> [Source records]

------------------------------------------------------------------------

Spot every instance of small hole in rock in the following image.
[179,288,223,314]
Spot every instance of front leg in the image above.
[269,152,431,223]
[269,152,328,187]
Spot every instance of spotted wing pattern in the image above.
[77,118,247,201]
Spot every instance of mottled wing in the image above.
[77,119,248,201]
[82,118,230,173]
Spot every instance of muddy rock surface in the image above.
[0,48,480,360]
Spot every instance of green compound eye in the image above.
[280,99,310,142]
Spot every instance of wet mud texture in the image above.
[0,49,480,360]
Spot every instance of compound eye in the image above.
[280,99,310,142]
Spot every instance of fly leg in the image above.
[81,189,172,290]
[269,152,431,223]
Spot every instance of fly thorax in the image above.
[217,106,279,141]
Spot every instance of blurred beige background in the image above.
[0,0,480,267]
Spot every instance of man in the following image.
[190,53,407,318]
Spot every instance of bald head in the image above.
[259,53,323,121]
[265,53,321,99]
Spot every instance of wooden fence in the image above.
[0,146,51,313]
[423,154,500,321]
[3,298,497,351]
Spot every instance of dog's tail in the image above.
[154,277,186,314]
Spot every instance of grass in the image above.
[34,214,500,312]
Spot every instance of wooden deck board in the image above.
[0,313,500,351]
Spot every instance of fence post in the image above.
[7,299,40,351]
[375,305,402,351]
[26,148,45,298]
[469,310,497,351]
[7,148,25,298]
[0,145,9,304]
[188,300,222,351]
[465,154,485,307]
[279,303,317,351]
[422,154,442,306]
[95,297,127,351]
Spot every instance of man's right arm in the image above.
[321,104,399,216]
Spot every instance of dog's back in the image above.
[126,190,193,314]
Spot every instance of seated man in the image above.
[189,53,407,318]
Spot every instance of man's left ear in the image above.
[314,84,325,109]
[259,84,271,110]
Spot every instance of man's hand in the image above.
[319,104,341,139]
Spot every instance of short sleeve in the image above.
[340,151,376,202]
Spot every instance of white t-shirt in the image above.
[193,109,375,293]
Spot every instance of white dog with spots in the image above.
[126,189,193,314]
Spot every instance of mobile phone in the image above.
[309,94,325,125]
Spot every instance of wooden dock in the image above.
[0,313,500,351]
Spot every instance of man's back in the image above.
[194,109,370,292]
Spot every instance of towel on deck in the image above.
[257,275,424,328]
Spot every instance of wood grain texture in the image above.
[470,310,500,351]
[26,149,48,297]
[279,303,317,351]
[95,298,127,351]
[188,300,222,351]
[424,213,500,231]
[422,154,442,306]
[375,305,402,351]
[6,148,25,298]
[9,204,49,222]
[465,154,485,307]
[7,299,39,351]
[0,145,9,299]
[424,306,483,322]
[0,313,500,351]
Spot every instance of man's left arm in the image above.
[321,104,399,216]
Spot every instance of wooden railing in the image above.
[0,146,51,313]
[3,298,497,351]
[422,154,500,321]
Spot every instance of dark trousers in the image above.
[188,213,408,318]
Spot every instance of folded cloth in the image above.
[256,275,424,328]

------------------------------------------------------------------------

> [What is expected] Please extract every line from the items above that contains the word "texture".

> [The completed task]
Spot every instance of wet mud texture in the image above.
Spot every instance of wood grain texture in the image above.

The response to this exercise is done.